Please retype the records that appear below, exactly and in full.

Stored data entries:
--------------------

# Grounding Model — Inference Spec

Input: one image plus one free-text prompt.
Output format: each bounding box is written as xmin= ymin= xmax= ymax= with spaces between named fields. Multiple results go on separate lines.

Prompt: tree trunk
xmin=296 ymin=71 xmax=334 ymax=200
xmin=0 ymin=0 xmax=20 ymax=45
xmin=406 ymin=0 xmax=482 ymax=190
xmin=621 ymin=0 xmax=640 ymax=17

--------------------

- [EXERCISE RESPONSE]
# Grounding Model — Inference Spec

Input: one image plus one free-text prompt.
Output format: each bounding box is written as xmin= ymin= xmax= ymax= with spaces between named fields. Multiple results go on separate lines.

Prompt: tree trunk
xmin=296 ymin=71 xmax=334 ymax=200
xmin=0 ymin=0 xmax=20 ymax=45
xmin=406 ymin=0 xmax=482 ymax=190
xmin=621 ymin=0 xmax=640 ymax=17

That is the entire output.